**Daftar Tugas:**
[a] Menurut teks tentang budaya konsumsi, konsumer diibaratkan seperti apa?
[b] Lanjutkan teks tentang budaya konsumsi dari kalimat terakhirnya.

**Sumber:**
****************************************

Pandangan Williamsons tersebut dibantah oleh argumen dari Jean Baudrillad yang berpandangan skeptis dan fatalis. Ia melihat kekuasaan dan daya kontrol tersebut sebagai bersifat semu belaka. Menurutnya kita tidak lagi mengontrol objek, akan tetapi dikontrol oleh objek-objek tersebut.

Kita tidak menguasai simbol-simbol, status, dan prestige lewat objek-objek konsumsi, justru terperangkap di dalam sistemnya. Sebagai konsumer kita tidak dalam posisi aktif dalam kegiatan penciptaan dan tindakan kreatif, melainkan layaknya jaring laba-laba yang menjaring dan mengonsumsi apa pun yang ada di hadapan kita. Fungsi objek konsumsi yang semakin kompleks juga jenis dan tata nilainya yang semakin beragam, dibarengi dengan siklus perputaran dan tempo pergantian yang cepat menyebabkan konsumer tak lagi memerhatikan proses internalisasi, yang mereka lakukan hanya mengonsumsi dan mengonsumsi. Hal itu mereka lakukan atas dorongan kegairahan terhadap pesona objek konsumsi yang datang silih berganti.

****************************************

**Baris Data:**
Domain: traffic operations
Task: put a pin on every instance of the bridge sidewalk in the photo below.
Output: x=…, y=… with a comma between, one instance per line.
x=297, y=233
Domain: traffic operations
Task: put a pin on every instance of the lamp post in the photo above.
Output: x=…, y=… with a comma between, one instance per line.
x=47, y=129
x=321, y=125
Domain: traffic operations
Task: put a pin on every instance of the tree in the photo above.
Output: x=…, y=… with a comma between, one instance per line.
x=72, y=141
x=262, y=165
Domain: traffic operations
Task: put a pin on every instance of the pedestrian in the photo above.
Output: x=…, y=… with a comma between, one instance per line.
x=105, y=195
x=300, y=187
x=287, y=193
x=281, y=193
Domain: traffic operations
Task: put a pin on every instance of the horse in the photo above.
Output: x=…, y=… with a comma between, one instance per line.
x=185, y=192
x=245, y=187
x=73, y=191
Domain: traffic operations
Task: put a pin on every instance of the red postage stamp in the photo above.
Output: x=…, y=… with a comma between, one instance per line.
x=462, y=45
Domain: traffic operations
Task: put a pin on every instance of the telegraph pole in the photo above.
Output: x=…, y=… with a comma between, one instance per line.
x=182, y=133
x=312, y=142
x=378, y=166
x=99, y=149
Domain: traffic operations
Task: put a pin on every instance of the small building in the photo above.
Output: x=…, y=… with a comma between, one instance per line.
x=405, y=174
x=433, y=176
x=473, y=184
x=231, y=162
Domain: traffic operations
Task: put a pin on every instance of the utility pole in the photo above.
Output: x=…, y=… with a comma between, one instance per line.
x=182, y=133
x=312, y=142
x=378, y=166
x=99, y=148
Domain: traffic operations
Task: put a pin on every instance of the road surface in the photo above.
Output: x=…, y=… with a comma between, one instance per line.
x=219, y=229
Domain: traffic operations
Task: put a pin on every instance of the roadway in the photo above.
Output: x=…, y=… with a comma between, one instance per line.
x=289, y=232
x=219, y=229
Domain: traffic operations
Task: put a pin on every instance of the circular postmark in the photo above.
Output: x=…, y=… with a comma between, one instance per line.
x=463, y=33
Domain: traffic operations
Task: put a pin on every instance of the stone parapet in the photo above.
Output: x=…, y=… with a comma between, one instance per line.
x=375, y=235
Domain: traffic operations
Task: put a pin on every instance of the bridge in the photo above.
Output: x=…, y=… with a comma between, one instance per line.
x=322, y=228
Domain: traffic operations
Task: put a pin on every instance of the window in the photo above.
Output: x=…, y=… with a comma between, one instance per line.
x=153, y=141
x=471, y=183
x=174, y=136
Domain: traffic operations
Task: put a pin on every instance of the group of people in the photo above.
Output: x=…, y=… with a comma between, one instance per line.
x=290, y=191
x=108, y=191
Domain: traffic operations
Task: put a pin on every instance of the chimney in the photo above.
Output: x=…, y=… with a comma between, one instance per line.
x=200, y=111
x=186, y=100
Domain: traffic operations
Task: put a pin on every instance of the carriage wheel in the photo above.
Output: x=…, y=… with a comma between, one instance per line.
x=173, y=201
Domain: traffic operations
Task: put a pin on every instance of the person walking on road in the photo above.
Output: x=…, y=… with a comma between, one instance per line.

****************************************

**Jawaban Tiap Tugas:**
[a] Seperti jaring laba-laba yang menjaring dan mengonsumsi apa pun yang ada di hadapannya.

[b]
Kegairahan dan hasrat mengonsumsi tersebut tak bisa dilepaskan dari peranan kapitalisme. Dalam kapitalisme, segala bentuk hasil produksi dan reproduksi dijadikan komoditi untuk dipasarkan dengan tujuan mencari keuntungan. Kekuatan produksi dibentuk dalam kaitan bukan untuk menggali nilai-nilai utilitas atau nilai guna (use value), akan tetapi untuk mencari nilai lebih (profit) dari nilai tukar (exchange value). Kapitalisme memproduksi komoditi untuk kebutuhan pemakai, akan tetapi, komoditi yang dimaksud telah dilekati dengan nilai-nilai lain (status, simbol, prestige). Apa yang diproduksi kapitalisme dengan demikian tak lebih sebagai pemenuhan kebutuhan palsu-kebutuhan yang diciptakan oleh para produser.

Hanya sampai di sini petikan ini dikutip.